§ Consigne
Reproduisez ces lignes à l'identique : commencez à la ligne qui contient « the house roof » et arrêtez-vous après celle qui contient « [0, 72, 527, 350] ».

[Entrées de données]
....................

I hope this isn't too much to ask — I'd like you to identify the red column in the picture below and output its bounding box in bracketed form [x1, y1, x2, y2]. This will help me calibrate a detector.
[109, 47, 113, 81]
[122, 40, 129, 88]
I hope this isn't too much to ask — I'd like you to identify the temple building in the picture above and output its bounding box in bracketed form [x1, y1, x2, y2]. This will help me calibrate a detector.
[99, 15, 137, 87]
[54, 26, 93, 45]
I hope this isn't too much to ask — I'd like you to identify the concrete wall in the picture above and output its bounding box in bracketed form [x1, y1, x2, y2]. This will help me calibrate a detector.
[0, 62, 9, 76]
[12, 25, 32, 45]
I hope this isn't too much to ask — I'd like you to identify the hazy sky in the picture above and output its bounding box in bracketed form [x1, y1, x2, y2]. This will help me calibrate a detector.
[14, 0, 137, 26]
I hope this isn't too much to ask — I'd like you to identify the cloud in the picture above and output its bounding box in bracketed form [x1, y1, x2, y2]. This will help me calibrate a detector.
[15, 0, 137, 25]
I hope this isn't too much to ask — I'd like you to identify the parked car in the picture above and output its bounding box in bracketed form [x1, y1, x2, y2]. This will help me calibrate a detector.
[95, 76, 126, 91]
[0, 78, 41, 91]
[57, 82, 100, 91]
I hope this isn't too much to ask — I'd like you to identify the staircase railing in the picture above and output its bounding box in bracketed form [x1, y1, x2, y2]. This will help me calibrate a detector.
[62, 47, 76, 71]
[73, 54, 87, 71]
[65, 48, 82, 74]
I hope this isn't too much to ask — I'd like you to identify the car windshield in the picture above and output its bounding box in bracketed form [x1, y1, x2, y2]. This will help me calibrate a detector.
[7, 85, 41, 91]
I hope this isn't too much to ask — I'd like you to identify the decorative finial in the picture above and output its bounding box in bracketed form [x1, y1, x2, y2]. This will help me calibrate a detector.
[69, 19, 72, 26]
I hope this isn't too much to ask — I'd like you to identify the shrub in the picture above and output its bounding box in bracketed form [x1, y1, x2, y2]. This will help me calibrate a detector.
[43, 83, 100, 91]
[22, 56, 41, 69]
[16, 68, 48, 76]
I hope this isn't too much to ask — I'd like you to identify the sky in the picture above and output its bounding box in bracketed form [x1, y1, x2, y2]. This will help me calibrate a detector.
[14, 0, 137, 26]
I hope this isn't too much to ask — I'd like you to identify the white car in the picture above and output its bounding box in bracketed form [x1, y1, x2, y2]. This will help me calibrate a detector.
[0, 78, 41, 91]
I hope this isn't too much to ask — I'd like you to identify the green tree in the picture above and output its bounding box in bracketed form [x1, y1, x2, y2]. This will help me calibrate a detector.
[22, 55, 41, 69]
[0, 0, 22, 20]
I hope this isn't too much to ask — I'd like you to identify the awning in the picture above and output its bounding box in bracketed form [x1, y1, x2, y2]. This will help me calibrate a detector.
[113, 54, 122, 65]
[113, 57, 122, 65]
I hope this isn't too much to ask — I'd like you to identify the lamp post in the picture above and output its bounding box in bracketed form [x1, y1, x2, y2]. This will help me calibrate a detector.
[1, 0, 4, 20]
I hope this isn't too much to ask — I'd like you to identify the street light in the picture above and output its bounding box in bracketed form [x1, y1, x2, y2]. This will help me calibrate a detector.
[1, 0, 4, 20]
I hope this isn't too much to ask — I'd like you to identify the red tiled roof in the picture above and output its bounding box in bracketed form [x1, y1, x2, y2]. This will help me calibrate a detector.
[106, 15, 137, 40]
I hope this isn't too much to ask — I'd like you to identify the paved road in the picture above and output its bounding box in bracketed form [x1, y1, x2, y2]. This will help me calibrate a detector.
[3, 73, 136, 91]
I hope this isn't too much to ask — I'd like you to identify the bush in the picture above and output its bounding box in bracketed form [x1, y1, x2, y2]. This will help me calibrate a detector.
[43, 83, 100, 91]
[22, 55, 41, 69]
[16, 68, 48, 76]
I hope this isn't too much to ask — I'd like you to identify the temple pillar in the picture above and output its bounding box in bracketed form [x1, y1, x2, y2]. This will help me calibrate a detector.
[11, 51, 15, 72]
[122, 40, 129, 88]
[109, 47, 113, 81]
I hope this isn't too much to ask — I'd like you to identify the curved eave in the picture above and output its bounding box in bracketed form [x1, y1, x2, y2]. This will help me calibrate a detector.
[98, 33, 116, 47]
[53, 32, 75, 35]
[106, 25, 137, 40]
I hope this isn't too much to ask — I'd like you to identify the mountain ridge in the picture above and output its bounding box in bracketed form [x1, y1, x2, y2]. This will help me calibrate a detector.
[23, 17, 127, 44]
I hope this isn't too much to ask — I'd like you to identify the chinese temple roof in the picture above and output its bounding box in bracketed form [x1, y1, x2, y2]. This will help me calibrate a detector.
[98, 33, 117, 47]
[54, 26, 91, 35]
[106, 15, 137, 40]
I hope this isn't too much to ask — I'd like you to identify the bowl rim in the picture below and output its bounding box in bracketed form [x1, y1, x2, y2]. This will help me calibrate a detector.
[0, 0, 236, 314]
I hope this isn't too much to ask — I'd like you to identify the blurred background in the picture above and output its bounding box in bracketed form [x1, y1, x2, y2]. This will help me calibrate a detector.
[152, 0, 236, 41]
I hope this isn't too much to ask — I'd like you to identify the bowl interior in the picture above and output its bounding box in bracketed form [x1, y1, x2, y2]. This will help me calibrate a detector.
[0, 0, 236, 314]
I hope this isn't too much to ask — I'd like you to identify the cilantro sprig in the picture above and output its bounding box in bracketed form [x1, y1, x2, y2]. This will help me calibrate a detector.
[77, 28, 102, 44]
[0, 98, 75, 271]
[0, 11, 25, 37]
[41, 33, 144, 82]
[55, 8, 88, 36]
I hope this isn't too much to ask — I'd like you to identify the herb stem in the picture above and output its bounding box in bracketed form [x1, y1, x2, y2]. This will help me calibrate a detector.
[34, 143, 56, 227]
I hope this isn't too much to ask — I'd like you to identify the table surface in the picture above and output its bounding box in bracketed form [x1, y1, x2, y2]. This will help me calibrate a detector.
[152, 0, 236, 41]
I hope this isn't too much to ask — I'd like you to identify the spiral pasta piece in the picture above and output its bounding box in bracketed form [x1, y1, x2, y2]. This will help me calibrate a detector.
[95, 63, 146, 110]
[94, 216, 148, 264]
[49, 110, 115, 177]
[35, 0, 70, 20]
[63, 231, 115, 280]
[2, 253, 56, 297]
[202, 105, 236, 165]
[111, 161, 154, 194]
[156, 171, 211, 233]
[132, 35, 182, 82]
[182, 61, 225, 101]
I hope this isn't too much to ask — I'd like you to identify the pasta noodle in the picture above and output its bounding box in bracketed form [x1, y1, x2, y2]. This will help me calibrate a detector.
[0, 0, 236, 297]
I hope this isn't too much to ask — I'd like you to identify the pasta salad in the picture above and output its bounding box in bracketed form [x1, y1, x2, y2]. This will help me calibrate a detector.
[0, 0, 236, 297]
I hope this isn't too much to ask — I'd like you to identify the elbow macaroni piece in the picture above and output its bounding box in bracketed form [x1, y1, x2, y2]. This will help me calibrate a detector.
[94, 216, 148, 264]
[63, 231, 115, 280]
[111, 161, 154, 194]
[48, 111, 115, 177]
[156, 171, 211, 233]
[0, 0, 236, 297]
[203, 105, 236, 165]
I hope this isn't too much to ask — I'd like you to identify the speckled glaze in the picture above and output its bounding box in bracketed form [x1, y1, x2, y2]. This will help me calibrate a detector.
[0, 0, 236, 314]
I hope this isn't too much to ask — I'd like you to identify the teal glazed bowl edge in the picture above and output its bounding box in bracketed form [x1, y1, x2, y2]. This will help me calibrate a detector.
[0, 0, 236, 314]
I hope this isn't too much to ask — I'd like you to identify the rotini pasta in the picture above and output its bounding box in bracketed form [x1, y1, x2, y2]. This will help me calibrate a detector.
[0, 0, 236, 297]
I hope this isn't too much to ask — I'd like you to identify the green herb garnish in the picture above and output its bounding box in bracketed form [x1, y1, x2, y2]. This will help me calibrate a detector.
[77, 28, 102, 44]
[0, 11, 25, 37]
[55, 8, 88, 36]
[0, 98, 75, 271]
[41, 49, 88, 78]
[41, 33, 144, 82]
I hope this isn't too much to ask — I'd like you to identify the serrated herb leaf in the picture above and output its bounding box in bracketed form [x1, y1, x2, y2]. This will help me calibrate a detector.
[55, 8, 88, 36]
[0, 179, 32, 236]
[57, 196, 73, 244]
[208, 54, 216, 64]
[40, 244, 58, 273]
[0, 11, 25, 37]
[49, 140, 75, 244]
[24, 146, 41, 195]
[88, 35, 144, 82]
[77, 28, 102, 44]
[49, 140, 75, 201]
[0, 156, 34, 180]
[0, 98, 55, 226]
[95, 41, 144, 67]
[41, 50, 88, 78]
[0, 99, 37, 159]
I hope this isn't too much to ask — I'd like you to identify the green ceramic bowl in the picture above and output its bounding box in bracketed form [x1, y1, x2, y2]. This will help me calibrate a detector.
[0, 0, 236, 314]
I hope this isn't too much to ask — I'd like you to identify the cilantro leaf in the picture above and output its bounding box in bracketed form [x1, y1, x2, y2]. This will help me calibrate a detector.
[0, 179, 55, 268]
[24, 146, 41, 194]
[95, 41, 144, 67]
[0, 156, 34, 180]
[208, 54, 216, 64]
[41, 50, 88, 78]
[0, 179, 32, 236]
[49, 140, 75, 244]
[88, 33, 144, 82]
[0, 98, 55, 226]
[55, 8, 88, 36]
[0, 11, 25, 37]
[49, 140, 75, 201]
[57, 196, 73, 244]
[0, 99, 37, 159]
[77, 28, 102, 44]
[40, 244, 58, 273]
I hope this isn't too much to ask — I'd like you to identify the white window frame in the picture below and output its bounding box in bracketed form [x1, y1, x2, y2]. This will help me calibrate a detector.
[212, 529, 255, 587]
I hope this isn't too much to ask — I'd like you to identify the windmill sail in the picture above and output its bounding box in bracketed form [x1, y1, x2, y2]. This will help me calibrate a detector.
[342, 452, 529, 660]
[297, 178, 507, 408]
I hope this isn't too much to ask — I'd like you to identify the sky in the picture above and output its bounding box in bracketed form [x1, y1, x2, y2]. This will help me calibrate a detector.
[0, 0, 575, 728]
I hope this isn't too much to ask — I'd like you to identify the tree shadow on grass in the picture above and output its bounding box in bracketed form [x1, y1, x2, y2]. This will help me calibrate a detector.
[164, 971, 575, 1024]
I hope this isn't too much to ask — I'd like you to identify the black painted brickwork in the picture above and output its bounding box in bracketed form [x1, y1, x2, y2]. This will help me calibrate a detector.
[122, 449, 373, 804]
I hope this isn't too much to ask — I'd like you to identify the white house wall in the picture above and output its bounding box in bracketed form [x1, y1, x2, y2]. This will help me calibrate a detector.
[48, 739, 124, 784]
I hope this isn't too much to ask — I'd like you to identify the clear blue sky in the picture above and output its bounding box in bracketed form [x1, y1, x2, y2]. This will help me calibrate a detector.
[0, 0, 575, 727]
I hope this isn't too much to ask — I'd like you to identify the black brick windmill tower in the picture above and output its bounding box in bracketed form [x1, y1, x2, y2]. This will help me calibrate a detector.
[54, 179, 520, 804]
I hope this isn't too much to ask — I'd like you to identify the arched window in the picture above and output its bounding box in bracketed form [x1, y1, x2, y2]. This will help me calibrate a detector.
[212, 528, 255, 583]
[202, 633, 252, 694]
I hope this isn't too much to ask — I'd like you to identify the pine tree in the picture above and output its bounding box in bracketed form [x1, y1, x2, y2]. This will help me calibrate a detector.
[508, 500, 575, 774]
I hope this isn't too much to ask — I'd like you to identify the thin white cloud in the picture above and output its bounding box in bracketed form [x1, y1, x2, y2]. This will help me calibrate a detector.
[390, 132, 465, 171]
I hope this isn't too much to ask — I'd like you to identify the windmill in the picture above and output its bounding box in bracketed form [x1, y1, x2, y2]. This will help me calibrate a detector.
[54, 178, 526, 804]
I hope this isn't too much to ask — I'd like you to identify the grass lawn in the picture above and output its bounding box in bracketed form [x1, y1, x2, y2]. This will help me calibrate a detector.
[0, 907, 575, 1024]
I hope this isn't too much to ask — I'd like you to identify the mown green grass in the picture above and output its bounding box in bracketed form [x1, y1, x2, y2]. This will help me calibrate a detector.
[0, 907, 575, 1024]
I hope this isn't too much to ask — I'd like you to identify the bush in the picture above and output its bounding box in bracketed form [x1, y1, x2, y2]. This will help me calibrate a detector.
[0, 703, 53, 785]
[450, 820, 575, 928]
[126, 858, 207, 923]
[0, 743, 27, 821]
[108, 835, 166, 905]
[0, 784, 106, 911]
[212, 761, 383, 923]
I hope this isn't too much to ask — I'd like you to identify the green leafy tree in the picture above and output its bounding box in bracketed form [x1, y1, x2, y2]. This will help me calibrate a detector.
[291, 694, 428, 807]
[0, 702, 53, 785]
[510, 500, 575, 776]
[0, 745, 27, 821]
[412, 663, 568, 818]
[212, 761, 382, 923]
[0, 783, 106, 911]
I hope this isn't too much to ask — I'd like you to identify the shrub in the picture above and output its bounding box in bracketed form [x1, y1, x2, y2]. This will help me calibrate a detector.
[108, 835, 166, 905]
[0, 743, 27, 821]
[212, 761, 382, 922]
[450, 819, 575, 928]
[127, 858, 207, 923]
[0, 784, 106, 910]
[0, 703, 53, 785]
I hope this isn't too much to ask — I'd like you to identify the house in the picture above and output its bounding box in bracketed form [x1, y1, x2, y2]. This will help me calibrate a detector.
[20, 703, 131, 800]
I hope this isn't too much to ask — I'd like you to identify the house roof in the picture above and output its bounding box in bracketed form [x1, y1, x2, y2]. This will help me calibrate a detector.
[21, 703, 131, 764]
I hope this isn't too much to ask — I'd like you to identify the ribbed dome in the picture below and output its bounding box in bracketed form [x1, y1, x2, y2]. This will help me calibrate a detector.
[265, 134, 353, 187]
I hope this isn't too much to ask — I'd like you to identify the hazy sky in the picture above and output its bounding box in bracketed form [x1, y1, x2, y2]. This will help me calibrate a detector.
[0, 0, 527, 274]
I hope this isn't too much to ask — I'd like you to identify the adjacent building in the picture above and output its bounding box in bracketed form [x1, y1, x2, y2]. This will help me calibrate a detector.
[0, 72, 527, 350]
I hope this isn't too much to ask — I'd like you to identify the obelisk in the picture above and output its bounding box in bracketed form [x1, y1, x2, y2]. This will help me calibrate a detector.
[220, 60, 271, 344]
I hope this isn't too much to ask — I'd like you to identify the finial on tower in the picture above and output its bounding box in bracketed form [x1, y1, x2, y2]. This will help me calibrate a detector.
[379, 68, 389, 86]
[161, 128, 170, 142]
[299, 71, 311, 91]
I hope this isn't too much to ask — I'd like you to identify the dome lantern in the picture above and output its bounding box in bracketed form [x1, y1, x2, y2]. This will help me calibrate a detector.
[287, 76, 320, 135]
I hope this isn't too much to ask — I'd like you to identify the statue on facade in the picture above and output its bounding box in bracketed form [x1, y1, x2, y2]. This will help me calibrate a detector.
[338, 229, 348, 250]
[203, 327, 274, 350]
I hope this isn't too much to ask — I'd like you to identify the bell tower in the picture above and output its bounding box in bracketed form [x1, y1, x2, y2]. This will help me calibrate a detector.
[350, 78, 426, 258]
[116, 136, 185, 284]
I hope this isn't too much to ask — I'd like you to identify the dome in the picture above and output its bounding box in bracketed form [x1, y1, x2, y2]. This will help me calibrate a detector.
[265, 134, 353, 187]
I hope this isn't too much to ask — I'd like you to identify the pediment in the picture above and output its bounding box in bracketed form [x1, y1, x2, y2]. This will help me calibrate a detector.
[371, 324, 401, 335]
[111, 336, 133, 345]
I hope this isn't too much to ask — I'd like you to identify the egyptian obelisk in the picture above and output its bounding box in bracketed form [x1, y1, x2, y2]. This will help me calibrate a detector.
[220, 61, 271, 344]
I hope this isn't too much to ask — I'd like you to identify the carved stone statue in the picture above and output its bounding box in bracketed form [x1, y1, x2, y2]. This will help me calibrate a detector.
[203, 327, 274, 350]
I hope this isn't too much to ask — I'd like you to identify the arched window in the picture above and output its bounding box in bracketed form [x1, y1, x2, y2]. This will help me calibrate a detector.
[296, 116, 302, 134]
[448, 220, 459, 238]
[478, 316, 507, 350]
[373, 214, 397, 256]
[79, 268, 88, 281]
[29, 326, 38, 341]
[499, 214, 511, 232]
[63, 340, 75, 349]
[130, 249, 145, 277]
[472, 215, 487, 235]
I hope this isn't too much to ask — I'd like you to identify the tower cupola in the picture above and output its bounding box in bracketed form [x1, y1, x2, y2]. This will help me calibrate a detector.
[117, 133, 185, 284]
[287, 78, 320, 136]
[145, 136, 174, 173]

....................

§ Réponse attendue
I hope this isn't too much to ask — I'd like you to identify the house roof in the picture above and output its bounding box in bracketed form [x1, y1, x2, y2]. This will help me calibrate a detector.
[21, 703, 131, 764]
I hope this isn't too much to ask — I'd like you to identify the ribbed dome in the picture below and output its bounding box in bracketed form [x1, y1, x2, y2]. This will help me calibrate a detector.
[265, 134, 353, 187]
I hope this isn't too much to ask — I'd like you to identify the hazy sky in the picture above and output its bounding box in bracketed form [x1, y1, x2, y2]. This will help me calibrate a detector.
[0, 0, 527, 274]
I hope this isn't too much to ask — I'd like you to identify the adjacent building in the picture above and output its bounding box in bracketed form [x1, y1, x2, y2]. This will help me calibrate a detector.
[0, 72, 527, 350]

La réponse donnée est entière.